##### Entries provided
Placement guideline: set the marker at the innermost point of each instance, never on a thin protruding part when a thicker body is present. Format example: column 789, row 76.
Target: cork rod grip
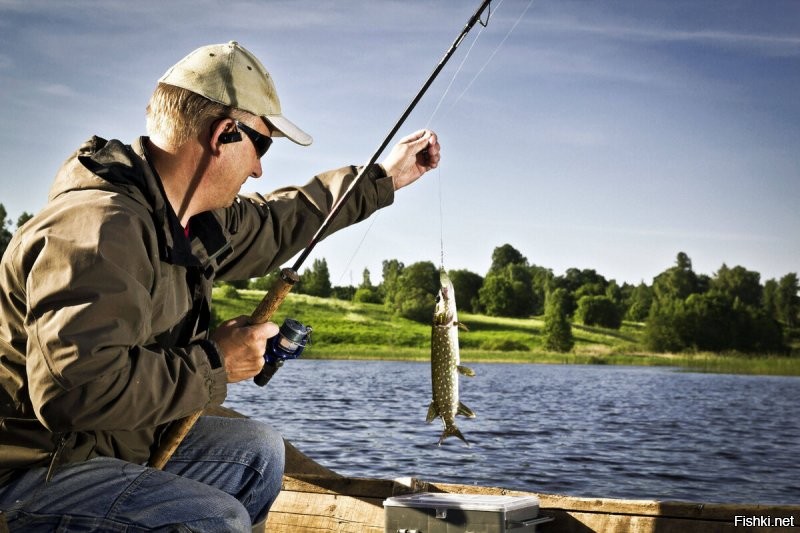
column 275, row 296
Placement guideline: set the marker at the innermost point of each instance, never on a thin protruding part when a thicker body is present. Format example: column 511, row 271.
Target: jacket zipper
column 54, row 462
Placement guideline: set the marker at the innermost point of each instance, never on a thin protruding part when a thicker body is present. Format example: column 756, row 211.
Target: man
column 104, row 308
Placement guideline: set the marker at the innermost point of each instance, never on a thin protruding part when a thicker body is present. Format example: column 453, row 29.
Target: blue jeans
column 223, row 477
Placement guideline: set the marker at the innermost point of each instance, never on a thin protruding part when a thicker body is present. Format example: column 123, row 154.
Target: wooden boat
column 314, row 499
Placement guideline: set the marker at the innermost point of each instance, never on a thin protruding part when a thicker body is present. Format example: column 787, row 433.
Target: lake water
column 596, row 431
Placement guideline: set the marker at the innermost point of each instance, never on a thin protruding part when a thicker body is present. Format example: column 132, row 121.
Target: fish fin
column 463, row 410
column 465, row 371
column 432, row 413
column 452, row 431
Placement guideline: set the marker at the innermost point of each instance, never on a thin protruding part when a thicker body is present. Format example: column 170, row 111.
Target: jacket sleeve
column 268, row 230
column 89, row 278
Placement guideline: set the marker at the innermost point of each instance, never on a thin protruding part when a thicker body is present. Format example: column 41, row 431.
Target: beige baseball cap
column 230, row 75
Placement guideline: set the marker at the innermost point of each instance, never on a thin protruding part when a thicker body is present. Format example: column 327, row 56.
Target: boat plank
column 347, row 504
column 304, row 512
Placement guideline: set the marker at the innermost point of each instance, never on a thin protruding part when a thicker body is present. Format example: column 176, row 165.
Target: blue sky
column 606, row 135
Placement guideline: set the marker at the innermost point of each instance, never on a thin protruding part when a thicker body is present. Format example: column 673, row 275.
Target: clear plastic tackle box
column 432, row 512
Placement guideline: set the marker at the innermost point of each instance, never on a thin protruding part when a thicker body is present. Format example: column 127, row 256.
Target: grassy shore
column 347, row 330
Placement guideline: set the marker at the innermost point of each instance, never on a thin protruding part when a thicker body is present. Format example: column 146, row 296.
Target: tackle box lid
column 465, row 502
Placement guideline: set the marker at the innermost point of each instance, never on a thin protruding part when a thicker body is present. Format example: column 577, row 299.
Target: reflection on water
column 618, row 432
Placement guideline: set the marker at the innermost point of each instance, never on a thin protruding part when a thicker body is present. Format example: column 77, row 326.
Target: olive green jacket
column 104, row 302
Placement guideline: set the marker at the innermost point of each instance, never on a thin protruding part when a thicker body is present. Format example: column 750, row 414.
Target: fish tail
column 452, row 431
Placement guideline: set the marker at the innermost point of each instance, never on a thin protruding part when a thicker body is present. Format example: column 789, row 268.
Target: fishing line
column 510, row 31
column 483, row 24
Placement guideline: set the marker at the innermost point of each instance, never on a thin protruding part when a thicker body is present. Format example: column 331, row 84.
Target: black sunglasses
column 260, row 141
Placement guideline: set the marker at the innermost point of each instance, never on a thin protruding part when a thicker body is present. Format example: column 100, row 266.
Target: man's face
column 237, row 162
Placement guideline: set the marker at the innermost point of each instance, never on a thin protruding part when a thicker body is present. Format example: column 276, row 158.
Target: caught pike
column 445, row 362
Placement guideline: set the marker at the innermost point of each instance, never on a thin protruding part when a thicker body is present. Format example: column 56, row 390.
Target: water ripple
column 595, row 431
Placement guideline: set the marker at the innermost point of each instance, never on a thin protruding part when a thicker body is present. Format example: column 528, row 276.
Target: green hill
column 356, row 330
column 348, row 330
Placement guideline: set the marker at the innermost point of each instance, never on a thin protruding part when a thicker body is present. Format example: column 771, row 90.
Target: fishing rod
column 289, row 276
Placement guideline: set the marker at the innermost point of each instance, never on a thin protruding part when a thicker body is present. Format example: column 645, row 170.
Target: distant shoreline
column 348, row 330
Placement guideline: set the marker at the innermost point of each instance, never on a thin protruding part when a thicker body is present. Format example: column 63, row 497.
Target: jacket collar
column 207, row 242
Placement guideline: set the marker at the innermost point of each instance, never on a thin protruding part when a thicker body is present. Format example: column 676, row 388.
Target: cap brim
column 287, row 128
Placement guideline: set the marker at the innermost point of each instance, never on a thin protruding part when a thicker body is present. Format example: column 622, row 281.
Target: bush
column 367, row 295
column 557, row 329
column 228, row 291
column 599, row 311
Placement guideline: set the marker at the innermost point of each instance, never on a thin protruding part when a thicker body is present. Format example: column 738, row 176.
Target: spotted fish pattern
column 445, row 363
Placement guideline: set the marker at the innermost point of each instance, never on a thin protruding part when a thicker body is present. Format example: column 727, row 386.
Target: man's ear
column 222, row 132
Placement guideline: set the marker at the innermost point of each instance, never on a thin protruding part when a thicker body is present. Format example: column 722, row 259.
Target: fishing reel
column 289, row 343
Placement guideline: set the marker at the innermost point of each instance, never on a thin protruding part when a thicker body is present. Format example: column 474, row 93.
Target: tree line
column 681, row 310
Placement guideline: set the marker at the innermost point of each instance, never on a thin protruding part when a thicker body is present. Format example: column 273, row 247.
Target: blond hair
column 176, row 115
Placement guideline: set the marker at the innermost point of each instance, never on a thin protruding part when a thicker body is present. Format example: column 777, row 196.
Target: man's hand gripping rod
column 283, row 286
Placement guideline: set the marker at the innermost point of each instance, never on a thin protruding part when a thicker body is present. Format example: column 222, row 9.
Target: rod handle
column 266, row 308
column 172, row 439
column 275, row 296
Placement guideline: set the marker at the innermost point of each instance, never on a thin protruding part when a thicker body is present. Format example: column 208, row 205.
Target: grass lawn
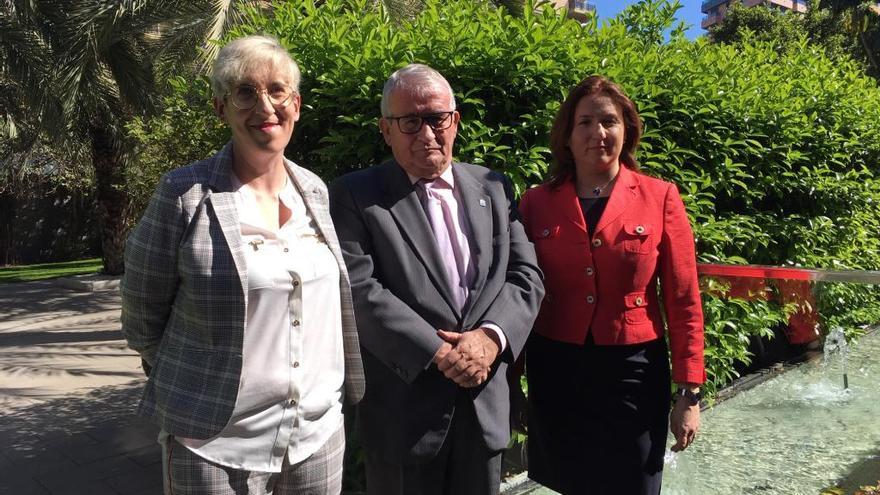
column 43, row 271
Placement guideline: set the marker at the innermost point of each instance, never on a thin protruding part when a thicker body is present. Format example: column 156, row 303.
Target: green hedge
column 775, row 154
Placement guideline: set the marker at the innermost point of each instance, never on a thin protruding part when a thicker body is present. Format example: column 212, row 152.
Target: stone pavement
column 68, row 389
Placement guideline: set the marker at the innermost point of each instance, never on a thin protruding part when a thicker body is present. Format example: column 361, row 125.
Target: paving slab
column 68, row 391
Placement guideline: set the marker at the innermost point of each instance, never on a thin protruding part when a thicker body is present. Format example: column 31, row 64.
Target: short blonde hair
column 244, row 55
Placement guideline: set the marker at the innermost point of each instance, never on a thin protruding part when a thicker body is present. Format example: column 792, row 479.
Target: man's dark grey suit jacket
column 401, row 298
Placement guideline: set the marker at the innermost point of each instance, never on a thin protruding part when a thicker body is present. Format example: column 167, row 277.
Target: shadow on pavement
column 89, row 444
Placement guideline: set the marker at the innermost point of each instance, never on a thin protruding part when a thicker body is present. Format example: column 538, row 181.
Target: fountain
column 794, row 434
column 835, row 342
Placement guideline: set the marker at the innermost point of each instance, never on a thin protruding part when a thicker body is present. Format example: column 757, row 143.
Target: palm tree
column 861, row 20
column 84, row 68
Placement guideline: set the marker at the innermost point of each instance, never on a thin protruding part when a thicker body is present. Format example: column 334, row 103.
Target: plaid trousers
column 185, row 473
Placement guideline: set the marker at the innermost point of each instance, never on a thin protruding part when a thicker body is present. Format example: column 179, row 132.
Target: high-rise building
column 715, row 10
column 579, row 9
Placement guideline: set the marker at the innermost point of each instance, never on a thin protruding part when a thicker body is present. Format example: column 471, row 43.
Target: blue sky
column 689, row 13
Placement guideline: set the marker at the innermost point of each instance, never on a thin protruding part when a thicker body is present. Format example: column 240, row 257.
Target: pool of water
column 794, row 434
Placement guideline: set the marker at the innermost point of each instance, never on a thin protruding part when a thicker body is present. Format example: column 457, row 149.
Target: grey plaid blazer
column 184, row 296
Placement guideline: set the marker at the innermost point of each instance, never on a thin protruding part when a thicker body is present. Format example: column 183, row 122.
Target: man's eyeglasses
column 411, row 124
column 245, row 97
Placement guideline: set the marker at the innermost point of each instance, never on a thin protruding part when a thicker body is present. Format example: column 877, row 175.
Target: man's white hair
column 245, row 55
column 416, row 79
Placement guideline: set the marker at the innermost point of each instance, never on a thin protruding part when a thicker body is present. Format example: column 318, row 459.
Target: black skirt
column 598, row 416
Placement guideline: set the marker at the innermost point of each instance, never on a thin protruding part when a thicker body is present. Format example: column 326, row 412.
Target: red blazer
column 608, row 284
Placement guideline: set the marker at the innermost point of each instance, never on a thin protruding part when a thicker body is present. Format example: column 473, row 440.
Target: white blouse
column 291, row 390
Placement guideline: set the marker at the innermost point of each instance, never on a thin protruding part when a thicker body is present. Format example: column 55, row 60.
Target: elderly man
column 446, row 288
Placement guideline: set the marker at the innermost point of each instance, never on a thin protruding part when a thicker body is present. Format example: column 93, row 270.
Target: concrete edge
column 88, row 283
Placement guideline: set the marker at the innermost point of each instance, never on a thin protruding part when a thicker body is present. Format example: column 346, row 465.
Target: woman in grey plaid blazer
column 237, row 298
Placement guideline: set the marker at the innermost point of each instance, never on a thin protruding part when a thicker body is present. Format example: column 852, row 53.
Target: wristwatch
column 693, row 398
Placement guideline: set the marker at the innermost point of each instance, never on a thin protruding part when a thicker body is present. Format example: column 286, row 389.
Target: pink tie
column 442, row 210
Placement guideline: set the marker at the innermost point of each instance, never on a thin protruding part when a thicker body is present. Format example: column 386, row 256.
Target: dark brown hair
column 563, row 168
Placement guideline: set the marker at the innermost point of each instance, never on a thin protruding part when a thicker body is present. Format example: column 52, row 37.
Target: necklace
column 598, row 189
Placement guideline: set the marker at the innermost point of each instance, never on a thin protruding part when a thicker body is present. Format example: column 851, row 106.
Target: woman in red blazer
column 617, row 252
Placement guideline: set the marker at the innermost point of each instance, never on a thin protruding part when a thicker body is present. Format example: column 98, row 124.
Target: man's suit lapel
column 406, row 208
column 477, row 206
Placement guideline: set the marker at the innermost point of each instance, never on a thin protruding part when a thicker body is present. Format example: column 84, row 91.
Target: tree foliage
column 76, row 72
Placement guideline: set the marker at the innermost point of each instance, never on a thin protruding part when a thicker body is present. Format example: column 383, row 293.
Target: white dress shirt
column 290, row 394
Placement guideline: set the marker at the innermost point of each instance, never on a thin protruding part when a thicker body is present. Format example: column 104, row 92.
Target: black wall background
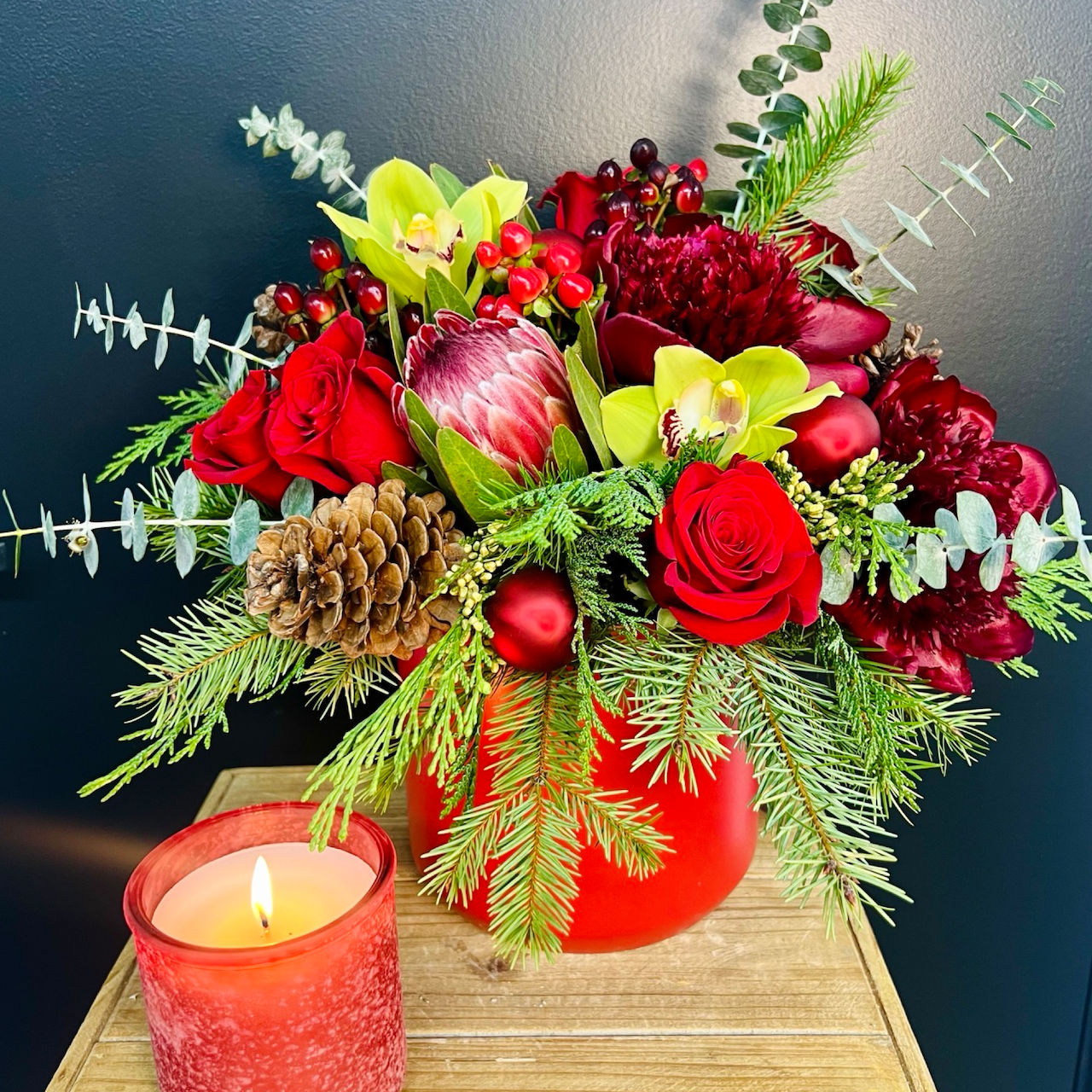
column 121, row 160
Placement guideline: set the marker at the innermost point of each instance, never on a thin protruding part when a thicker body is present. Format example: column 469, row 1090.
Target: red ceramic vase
column 713, row 834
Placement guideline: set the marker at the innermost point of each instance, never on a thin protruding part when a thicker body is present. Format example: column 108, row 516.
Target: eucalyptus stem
column 184, row 334
column 943, row 197
column 763, row 135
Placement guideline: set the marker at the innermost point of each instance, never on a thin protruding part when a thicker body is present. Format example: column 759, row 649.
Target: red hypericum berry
column 595, row 230
column 288, row 299
column 561, row 258
column 320, row 306
column 642, row 153
column 354, row 276
column 326, row 254
column 371, row 296
column 488, row 254
column 573, row 288
column 619, row 206
column 526, row 283
column 688, row 195
column 609, row 176
column 486, row 307
column 658, row 171
column 515, row 239
column 507, row 303
column 413, row 318
column 700, row 170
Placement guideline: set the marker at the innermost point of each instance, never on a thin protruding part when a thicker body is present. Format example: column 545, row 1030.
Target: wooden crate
column 753, row 998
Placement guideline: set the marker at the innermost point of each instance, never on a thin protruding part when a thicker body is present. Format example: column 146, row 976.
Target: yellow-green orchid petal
column 398, row 190
column 630, row 416
column 507, row 192
column 759, row 443
column 677, row 367
column 391, row 268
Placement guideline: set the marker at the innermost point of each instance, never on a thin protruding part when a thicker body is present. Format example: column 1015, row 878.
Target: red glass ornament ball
column 830, row 437
column 533, row 616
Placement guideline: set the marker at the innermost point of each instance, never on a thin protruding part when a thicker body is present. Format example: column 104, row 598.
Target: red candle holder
column 316, row 1013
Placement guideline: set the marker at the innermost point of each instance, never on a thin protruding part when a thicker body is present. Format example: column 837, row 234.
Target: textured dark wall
column 121, row 160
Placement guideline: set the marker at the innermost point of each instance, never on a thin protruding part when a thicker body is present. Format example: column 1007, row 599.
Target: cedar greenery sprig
column 1041, row 90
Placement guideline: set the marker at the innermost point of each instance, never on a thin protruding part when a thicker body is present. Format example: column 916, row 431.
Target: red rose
column 733, row 561
column 334, row 421
column 229, row 447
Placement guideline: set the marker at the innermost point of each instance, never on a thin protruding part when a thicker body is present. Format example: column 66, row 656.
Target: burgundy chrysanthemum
column 932, row 635
column 722, row 291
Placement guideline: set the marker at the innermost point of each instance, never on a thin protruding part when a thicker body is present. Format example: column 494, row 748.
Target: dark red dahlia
column 932, row 635
column 722, row 291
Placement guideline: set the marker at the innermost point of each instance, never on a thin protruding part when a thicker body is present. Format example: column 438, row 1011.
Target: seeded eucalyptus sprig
column 1041, row 90
column 765, row 78
column 136, row 328
column 328, row 155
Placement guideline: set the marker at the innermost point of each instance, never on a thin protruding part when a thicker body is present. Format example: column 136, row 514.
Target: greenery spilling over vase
column 662, row 460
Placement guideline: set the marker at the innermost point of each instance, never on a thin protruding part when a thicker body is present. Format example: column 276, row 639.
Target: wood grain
column 755, row 997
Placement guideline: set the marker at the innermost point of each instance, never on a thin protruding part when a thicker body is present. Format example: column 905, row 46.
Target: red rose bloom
column 932, row 635
column 733, row 561
column 334, row 421
column 229, row 447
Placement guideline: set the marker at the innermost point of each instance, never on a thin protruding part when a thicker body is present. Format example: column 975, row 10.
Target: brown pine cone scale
column 361, row 572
##########
■ The request
Copy out word for word everything in the records above from the line containing "93, row 270." down to the line containing "column 693, row 398", including both of those lines.

■ Written response
Placement guideline: set the marker at the innermost point of each instance, never on a thin protruding part when a thicker body is present. Format example: column 93, row 270.
Target: concrete edge
column 88, row 283
Placement guideline: set the marker at the innermost point of each instance, never on a thin protruding part when a thicker body is present. Format example: column 346, row 465.
Target: woman in grey plaid blazer
column 237, row 298
Placement guideline: set the marker at the innermost point of each instance, never on a thin protruding part when a thicker body is present. Format example: column 852, row 53.
Target: wristwatch
column 693, row 398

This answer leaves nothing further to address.